# [Instructions for the task]
In your copy, leave out the pictures and reproduce the listing below exactly.

═════ Records supplied

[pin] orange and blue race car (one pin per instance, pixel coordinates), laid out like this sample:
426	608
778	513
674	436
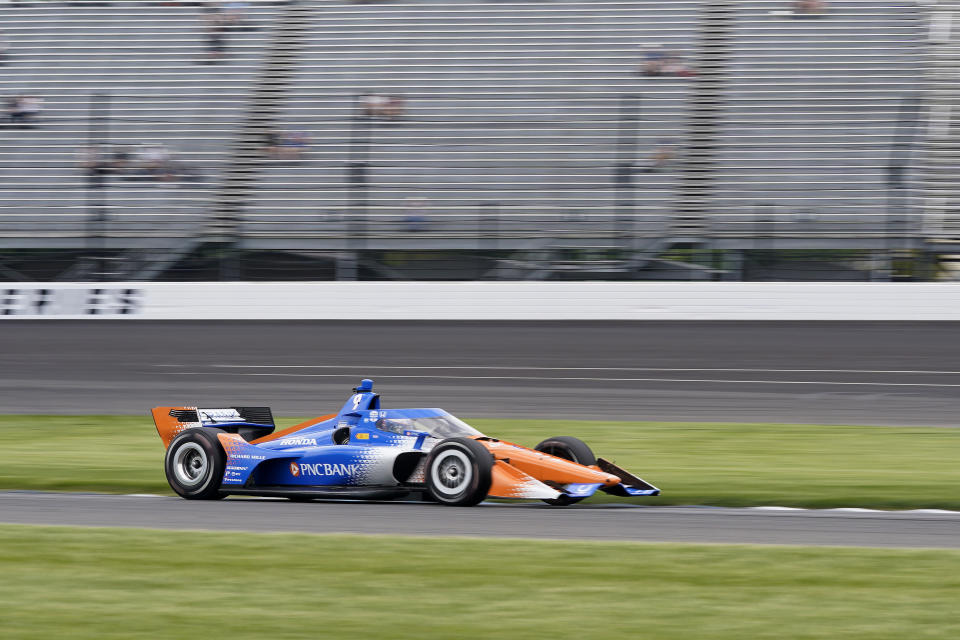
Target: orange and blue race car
365	452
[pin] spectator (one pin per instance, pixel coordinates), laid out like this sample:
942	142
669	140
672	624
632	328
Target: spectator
659	61
663	154
156	160
4	50
94	161
285	146
382	106
216	32
23	110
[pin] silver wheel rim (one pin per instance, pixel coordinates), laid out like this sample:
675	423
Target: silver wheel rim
452	472
190	464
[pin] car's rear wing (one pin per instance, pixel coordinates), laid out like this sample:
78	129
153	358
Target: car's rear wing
249	422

══════════

# [Reply]
[pin] orange and blue race car (one pin per instance, pixel coordinates), laid out like this sample:
426	608
778	513
674	436
Target: orange and blue race car
365	452
[pin] spectator (one pin per instance, pixel coordinates), laid out like this sample:
942	142
669	140
672	624
632	328
Target: spectator
659	61
663	154
156	160
4	50
94	161
285	146
382	106
216	32
23	110
[pin] silver wheel rim (one pin per instance, pixel coordinates), laid out like this sample:
675	423
Target: silver wheel rim
452	472
190	464
[pin] car's rear wing (one pin per instance, pixel coordinates), laid out like this sample:
78	129
153	358
Target: car's rear wing
249	422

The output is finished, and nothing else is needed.